-- begin Input for this task --

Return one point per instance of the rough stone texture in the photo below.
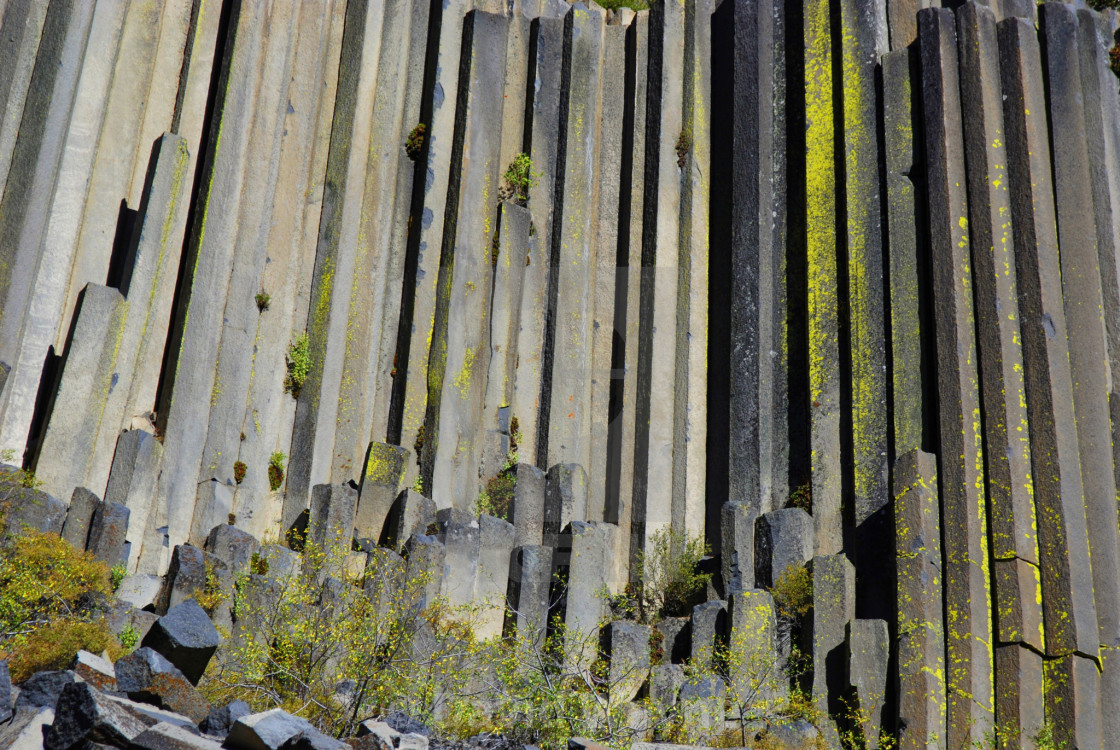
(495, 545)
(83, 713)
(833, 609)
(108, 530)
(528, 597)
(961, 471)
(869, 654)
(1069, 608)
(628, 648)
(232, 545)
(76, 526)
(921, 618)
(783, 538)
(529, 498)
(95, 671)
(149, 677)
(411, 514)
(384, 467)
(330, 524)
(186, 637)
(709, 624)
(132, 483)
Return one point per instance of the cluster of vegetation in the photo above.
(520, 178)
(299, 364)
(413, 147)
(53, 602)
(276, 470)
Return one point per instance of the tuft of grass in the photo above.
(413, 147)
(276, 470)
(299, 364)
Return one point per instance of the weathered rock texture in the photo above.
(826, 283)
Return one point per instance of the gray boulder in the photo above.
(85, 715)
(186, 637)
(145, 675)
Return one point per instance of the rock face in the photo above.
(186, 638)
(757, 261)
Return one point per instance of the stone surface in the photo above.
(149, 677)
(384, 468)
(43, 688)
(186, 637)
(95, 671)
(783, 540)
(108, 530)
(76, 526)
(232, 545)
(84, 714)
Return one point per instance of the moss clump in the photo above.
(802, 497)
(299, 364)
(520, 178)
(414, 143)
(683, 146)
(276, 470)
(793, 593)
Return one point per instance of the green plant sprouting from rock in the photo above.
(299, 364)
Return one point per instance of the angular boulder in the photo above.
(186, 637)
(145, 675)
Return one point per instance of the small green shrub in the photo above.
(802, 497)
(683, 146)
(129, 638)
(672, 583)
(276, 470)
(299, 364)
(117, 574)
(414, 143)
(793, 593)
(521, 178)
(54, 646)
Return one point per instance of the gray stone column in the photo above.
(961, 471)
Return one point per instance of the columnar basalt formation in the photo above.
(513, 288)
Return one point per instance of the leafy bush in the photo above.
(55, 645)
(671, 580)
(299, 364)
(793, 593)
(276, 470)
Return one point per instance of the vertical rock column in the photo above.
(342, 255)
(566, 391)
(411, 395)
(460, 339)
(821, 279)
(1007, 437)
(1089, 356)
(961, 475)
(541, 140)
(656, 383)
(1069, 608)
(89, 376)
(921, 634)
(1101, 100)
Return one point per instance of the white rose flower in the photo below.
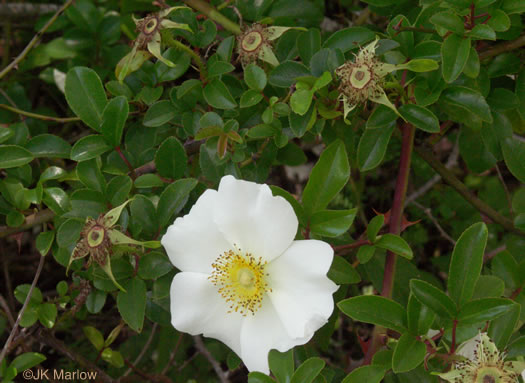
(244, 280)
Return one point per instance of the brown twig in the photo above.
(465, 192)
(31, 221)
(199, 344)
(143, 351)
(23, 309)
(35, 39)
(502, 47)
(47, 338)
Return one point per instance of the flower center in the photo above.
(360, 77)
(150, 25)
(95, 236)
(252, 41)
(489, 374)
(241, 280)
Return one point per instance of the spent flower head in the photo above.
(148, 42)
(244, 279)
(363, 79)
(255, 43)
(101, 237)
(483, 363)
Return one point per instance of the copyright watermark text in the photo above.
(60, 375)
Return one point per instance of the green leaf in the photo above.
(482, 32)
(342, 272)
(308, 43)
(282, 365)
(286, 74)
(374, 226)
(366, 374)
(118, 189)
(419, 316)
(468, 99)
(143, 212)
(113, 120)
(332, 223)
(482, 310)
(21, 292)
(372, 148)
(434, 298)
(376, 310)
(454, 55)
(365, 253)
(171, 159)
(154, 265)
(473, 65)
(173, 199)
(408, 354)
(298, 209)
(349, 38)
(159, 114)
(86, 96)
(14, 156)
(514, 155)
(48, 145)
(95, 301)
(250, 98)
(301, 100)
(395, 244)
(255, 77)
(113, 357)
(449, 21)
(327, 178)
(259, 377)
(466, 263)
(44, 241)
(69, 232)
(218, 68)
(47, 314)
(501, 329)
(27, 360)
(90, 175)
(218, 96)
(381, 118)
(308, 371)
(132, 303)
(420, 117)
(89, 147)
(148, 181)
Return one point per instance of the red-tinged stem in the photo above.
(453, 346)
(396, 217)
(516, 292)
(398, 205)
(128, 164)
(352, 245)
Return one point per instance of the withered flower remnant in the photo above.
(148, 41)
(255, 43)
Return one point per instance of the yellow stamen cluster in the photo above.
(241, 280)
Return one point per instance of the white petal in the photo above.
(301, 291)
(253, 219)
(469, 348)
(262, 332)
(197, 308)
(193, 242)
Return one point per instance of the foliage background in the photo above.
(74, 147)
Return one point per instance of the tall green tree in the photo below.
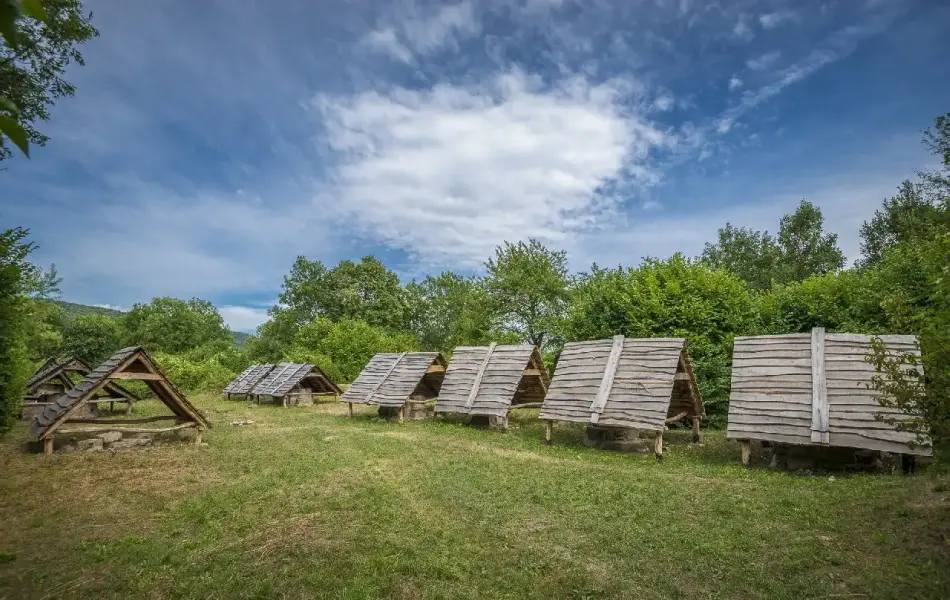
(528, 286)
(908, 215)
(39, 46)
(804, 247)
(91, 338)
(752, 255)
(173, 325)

-- end Input for this task --

**What to produce:**
Retype every entry verbatim and exclude the pictures from the copy.

**Task response:**
Return one point per instance of the rough stone texture in the photo below.
(495, 545)
(83, 713)
(833, 609)
(108, 530)
(528, 597)
(961, 471)
(869, 654)
(1069, 608)
(628, 648)
(232, 545)
(76, 526)
(921, 618)
(783, 538)
(529, 498)
(95, 671)
(149, 677)
(411, 514)
(384, 467)
(330, 524)
(186, 637)
(709, 624)
(132, 483)
Return one point per instance of the cluster of vegetation in the photo above.
(520, 178)
(299, 364)
(413, 147)
(53, 602)
(276, 470)
Return one point per instance of the tuft of grass in the photo above.
(413, 147)
(276, 470)
(299, 364)
Return one point per instance of the weathered rock texture in the photo above.
(826, 283)
Return one point per instance of the gray boulder in the photo above.
(85, 715)
(186, 637)
(145, 675)
Return one point per instance of the rock face in the photo above.
(186, 638)
(757, 261)
Return one point per instance of the stone surface in the photo above.
(149, 677)
(384, 468)
(43, 688)
(186, 637)
(95, 671)
(783, 540)
(108, 530)
(76, 526)
(232, 545)
(84, 714)
Return one point per instance of the moss clump in the photo above.
(802, 497)
(299, 364)
(520, 178)
(414, 143)
(683, 146)
(276, 470)
(793, 593)
Return one point per instance of the green plant sprouting from rock in the photo above.
(299, 364)
Return one point per instance of the angular boulder in the photo above.
(186, 637)
(145, 675)
Return one point per instance of the small green shrub in the photo above.
(802, 497)
(683, 146)
(129, 638)
(672, 583)
(276, 470)
(299, 364)
(117, 574)
(414, 143)
(793, 593)
(521, 178)
(54, 646)
Return one point per instance of the gray stone column in the photo above.
(961, 471)
Return one point per instance of the columnar basalt formation in the photo above.
(513, 288)
Return one point per instance of the leafy bush in the photo above.
(55, 645)
(671, 580)
(299, 364)
(793, 593)
(276, 470)
Return one point per instance of the vertical rock column in the photo above.
(342, 255)
(566, 391)
(411, 395)
(460, 339)
(821, 279)
(1007, 437)
(1089, 356)
(961, 475)
(541, 140)
(656, 383)
(1069, 608)
(89, 376)
(921, 634)
(1101, 100)
Return one point per instance of the white rose flower in the photo below.
(244, 280)
Return one point per instance of the brown twig in the photo above.
(465, 192)
(31, 221)
(199, 344)
(143, 351)
(23, 309)
(35, 39)
(502, 47)
(47, 338)
Return one point per instance of the flower center in the photo above.
(360, 77)
(150, 25)
(95, 236)
(252, 41)
(489, 374)
(241, 280)
Return one point per instance of the spent flower head in the photo above.
(148, 42)
(244, 279)
(363, 79)
(255, 43)
(101, 237)
(483, 363)
Return one point per instance of the copyright watermark text in the photo above.
(60, 375)
Return one point per instance of the green leaf in the photo above.
(482, 32)
(342, 272)
(308, 43)
(282, 365)
(286, 74)
(374, 226)
(366, 374)
(118, 189)
(419, 316)
(468, 99)
(143, 212)
(113, 120)
(332, 223)
(482, 310)
(21, 292)
(372, 148)
(434, 298)
(376, 310)
(454, 55)
(365, 253)
(171, 159)
(154, 265)
(473, 65)
(173, 199)
(408, 354)
(298, 209)
(349, 38)
(159, 114)
(86, 96)
(14, 156)
(514, 155)
(48, 145)
(95, 301)
(250, 98)
(301, 100)
(395, 244)
(255, 77)
(113, 357)
(449, 21)
(327, 178)
(259, 377)
(466, 263)
(44, 241)
(69, 232)
(218, 68)
(47, 314)
(501, 329)
(27, 360)
(90, 175)
(218, 96)
(381, 118)
(308, 371)
(132, 303)
(420, 117)
(89, 147)
(148, 181)
Return one point per instance of the red-tinged stem in the photo above.
(453, 346)
(396, 217)
(516, 292)
(398, 205)
(128, 164)
(352, 245)
Return one point per instance of the withered flower remnant in the photo above.
(148, 41)
(255, 43)
Return one point per instance of the yellow stamen cluster in the photo above.
(241, 280)
Return one point per instance of the white petal in the photo above.
(301, 291)
(253, 219)
(469, 348)
(262, 332)
(197, 308)
(193, 242)
Return one point per instance of the foliage background in the photo above.
(74, 147)
Return one point per instance of the tall green tree in the photo below.
(528, 286)
(908, 215)
(39, 46)
(804, 247)
(91, 338)
(752, 255)
(173, 325)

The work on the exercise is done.